== GIVEN TASK A ==
Translate this sentence from the Ave Mujica episode review into Spanish: "Today we’re returning to the tortured drama of Ave Mujica, as Sakiko continues to either exorcise or embrace her demons through the novel vector of gothic rock music."
== GIVEN TASK B ==
Carry on writing the Ave Mujica episode review, picking up after its last sentence.

== TEXT TO READ ==
::::
BanG Dream! Ave Mujica – Episode 2

Hello folks, and welcome back to Wrong Every Time. Today we’re returning to the tortured drama of Ave Mujica, as Sakiko continues to either exorcise or embrace her demons through the novel vector of gothic rock music. Our last episode served as something of a companion piece to MyGO’s first episode, demonstrating the calamitous personal events leading up to CRYCHIC’s dissolution from Sakiko’s perspective, and revealing that it was as much a lifeline for her as for Tomori. Just as Tomori found in CRYCHIC a genuine, non-judgmental (well, Soyo aside) community, Sakiko found a slice of normalcy, as well as a lingering connection to her absent mother.
::::
(Location identification entries)
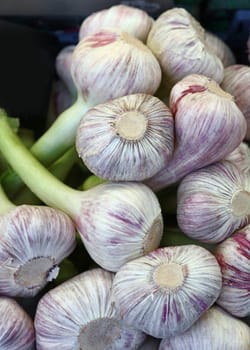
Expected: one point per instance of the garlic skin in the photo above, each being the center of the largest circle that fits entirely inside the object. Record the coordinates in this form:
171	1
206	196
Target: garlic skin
220	49
233	256
34	240
213	202
110	64
126	139
120	222
178	41
164	292
237	82
216	329
16	326
80	314
127	18
218	127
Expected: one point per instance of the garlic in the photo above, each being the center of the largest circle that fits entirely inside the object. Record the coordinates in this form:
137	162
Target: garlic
233	255
208	126
237	82
133	20
216	330
166	291
16	326
80	314
126	139
178	41
213	202
220	49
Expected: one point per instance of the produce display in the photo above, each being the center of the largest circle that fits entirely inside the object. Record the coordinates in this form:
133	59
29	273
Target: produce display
126	224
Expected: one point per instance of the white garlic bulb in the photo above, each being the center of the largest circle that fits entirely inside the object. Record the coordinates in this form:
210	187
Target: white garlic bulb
233	255
126	139
178	41
80	314
216	330
16	326
133	20
166	291
34	240
213	202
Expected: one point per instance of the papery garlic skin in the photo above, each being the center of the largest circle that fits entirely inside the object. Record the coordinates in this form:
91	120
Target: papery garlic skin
216	329
178	41
208	126
236	81
80	314
34	240
127	18
120	222
233	255
166	291
16	326
101	58
126	139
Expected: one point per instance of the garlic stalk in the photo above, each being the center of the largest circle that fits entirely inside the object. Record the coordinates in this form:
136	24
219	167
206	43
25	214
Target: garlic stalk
216	329
130	19
208	126
80	314
213	202
166	291
16	326
126	139
34	240
233	255
116	221
237	82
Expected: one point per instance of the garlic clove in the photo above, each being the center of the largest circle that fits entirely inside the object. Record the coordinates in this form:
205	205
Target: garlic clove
133	20
16	326
233	255
34	240
208	126
126	139
216	329
237	82
166	291
80	314
213	202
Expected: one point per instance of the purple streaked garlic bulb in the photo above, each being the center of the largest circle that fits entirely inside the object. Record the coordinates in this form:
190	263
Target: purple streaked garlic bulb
213	202
80	314
233	255
34	240
130	19
16	326
237	82
129	138
216	330
178	41
166	291
220	49
208	126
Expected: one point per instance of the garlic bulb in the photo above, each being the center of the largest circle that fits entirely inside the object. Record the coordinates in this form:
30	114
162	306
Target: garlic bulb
178	41
233	255
208	126
80	314
213	202
34	240
216	330
220	49
166	291
16	326
237	82
129	19
126	139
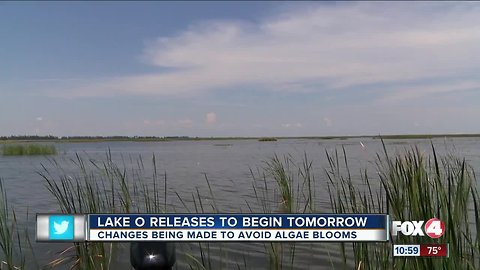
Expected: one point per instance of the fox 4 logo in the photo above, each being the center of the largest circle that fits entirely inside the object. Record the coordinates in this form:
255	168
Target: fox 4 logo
434	228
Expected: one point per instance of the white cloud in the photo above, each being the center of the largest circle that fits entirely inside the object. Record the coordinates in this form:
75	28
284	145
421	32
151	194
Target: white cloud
292	125
348	44
211	118
328	122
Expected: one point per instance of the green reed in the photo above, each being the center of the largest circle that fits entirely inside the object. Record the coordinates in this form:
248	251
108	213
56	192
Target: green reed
413	186
408	186
12	256
28	149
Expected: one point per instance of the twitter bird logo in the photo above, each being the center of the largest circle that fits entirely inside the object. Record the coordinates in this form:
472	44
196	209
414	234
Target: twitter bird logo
61	227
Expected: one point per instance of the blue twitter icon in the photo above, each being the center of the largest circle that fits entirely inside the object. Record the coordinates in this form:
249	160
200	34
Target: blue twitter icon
61	227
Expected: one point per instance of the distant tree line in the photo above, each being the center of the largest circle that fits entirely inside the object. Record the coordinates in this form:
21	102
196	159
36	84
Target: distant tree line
51	137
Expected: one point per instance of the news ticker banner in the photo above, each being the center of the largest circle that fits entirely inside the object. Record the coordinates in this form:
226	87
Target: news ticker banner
213	227
421	250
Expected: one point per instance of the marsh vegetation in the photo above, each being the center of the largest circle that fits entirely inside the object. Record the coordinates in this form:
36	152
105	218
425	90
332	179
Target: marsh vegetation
409	185
28	149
::::
== REPLY A ==
Hoy regresamos al atormentado drama de Ave Mujica, mientras Sakiko sigue exorcizando o abrazando a sus demonios a través del novedoso vector de la música de rock gótico.

== REPLY B ==
In the wake of that breakup and Tomori’s subsequent reemergence, I suppose we can forgive Sakiko for getting a little melodramatic. Truthfully, it does seem like Ave Mujica is going to be tonally and narratively distinct from its predecessor; while MyGO reveled in subtlety and visual inference, Ave Mujica is all about oversized dramatic gestures and enormous feelings, seeming more like the Dear Brother to MyGO’s Hyouka. The tone matches the band: theatrical rather than confessional, anthemic to the point of emotional generality rather than specific to the point of intimate individuality. Given all that, I see two potential paths ahead: that this is simply the Kakimoto/Ayana team reveling in a different subgenre, and letting Sakiko’s flair for the dramatic color the entirety of her narrative, or that this is as much of a perspective-oriented trick as MyGO’s third episode, and that Sakiko’s unreliable narration will eventually be complimented or challenged. Regardless, it’s still very fun watching these nightmares in action, so let’s charge onward to the trials of Ave Mujica: Unmasked!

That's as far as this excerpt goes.